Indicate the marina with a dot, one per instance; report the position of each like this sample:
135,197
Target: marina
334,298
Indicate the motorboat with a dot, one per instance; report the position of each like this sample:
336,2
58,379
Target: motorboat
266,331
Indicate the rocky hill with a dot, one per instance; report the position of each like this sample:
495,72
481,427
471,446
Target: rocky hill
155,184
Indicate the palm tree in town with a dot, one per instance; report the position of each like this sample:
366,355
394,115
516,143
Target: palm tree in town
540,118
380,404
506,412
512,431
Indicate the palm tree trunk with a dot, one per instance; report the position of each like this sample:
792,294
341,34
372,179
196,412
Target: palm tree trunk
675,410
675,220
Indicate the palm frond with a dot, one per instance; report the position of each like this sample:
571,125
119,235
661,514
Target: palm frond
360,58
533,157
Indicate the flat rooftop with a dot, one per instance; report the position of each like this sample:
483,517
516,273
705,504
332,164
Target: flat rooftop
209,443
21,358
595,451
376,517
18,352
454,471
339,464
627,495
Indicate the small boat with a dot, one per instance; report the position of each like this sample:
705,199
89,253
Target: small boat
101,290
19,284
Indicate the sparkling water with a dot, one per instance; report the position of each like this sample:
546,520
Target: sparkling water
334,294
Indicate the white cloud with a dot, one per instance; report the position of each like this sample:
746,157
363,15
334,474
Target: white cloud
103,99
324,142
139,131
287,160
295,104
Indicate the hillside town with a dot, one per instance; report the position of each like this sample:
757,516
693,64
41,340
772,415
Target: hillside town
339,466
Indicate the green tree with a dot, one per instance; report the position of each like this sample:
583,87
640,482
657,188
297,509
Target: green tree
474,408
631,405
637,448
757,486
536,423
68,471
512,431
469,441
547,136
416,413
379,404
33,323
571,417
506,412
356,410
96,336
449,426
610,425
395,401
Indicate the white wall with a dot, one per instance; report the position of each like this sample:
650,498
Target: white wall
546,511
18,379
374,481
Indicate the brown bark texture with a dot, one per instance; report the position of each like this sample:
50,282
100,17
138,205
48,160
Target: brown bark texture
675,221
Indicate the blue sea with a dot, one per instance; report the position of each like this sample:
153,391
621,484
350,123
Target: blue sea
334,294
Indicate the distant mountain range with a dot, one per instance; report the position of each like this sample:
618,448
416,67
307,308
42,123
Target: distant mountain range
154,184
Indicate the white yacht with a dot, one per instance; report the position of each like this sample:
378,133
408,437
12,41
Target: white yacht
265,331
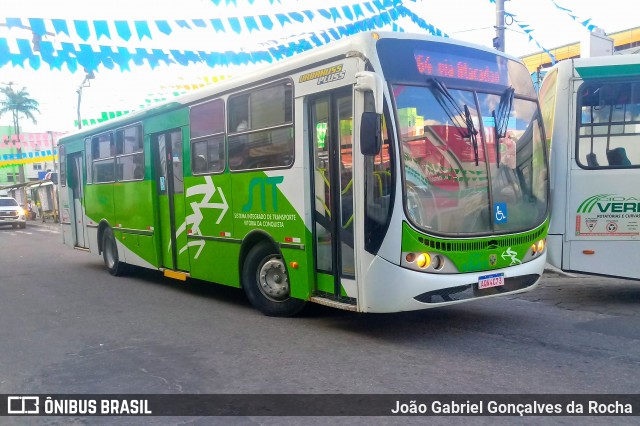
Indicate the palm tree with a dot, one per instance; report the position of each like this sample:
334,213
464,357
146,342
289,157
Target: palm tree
19,103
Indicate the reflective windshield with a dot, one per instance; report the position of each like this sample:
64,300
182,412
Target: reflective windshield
8,202
456,182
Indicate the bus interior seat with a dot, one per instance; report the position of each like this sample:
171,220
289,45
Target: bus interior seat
618,157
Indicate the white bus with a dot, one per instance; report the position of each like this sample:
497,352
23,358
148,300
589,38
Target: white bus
591,108
380,173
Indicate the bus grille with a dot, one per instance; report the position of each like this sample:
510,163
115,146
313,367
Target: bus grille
470,291
494,243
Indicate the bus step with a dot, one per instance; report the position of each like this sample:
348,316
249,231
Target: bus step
333,303
176,275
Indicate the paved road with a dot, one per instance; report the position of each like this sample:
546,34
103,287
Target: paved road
69,327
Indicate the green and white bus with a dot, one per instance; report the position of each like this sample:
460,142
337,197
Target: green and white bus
362,175
591,108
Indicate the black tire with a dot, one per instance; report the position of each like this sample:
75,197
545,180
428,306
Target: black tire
266,282
110,254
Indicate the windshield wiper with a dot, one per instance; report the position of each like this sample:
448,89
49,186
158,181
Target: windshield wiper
448,103
501,118
472,132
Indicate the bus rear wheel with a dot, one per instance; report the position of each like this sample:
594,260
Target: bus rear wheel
110,254
266,282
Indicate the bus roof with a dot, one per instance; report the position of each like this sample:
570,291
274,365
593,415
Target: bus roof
363,43
600,66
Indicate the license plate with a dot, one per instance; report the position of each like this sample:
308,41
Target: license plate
488,281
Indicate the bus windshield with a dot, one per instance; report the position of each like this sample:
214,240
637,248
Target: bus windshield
455,180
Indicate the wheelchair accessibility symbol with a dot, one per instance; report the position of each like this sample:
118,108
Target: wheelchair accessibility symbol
500,212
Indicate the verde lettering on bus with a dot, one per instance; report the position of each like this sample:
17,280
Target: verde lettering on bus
610,203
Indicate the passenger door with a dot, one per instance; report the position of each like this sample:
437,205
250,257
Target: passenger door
331,132
168,159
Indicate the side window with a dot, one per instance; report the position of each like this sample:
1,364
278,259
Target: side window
609,125
103,158
63,165
261,128
88,160
207,137
130,153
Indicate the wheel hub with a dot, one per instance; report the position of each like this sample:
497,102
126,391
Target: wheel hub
273,280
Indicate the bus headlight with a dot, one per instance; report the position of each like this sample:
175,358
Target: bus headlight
423,260
537,248
427,262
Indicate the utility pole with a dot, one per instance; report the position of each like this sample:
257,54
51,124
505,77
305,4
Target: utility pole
85,83
498,41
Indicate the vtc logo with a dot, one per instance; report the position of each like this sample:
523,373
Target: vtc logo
262,184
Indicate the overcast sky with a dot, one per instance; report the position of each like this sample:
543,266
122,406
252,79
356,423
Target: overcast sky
469,20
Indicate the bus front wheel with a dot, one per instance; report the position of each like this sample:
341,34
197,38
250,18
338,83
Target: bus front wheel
110,254
266,282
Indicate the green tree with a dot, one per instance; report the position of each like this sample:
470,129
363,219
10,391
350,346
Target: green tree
19,103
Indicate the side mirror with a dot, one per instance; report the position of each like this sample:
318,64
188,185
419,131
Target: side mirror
367,81
370,140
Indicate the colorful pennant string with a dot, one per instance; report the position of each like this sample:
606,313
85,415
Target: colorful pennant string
89,57
86,30
585,23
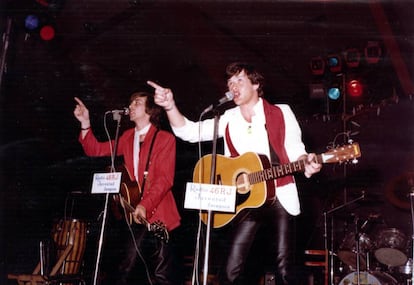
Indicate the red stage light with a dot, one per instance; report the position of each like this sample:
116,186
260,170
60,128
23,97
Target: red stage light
47,33
354,88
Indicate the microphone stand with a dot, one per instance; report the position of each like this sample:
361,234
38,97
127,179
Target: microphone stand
412,235
212,181
117,117
326,233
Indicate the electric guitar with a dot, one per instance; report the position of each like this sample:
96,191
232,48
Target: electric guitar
128,197
253,176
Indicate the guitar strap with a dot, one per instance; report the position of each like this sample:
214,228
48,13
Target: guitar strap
274,159
147,164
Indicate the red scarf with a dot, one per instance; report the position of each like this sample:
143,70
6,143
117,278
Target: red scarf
276,134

::::::::::

### Aim
Quote precisely the lines of the data from the line containing "Indicate the bus headlight" through its final line, both included, excluding pictures.

### Expected output
Indicate the bus headlight with a dot, one per instance; report the position of each like this sample:
175,358
Target: bus headlight
423,260
537,248
427,262
Indicate the utility pole with a dot, one per instance; report the position of each like this sample:
257,54
51,124
505,77
305,4
Target: utility pole
85,83
498,41
Indicate the vtc logo with a dot, one per instance; report the position of each like this sample:
523,373
Target: vtc logo
262,184
Indicate the overcast sky with a dot, one per instance; report the position of each like this sample:
543,266
122,406
252,79
356,423
Target: overcast sky
469,20
Indicate the bus front wheel with a dot, one per instance; report the position of each like this sample:
341,34
197,38
250,18
338,83
Target: bus front wheel
110,254
266,282
Indicate the green tree with a dot, one per instance; report the position of each like this sample:
470,129
363,219
10,391
350,346
Target: green tree
19,103
Indicate the side mirror with a dot, one per instance; report the position of each like this sample:
318,64
188,185
419,131
Target: side mirror
367,81
370,140
Indicate the colorful pennant string with a dot, one per instance; report the position of each like this sample:
606,313
85,415
Target: colorful pennant string
89,57
86,30
585,23
Indicate the red stage light with a dot, one per instance; report the position of each like this sample:
116,186
260,170
60,128
23,97
Target: red stage light
47,33
354,88
Indicate the microphone stand with a dot, one per instance; report the position of each like this sample:
361,234
38,97
127,179
Target: microphone stand
412,235
212,181
117,117
326,233
Indicate the electric guitar with a dot, one per instance; report the position of each like this sample:
96,191
232,48
Target: electric guitar
128,197
253,176
Indicate the guitar strap with a dot, one per instance; report the position of each like this sample:
214,228
48,13
Target: guitar strap
274,159
147,164
Indicate the red scarf with a dot, one per instance; report the position of each like this sample:
143,70
6,143
117,278
Target: red scarf
276,134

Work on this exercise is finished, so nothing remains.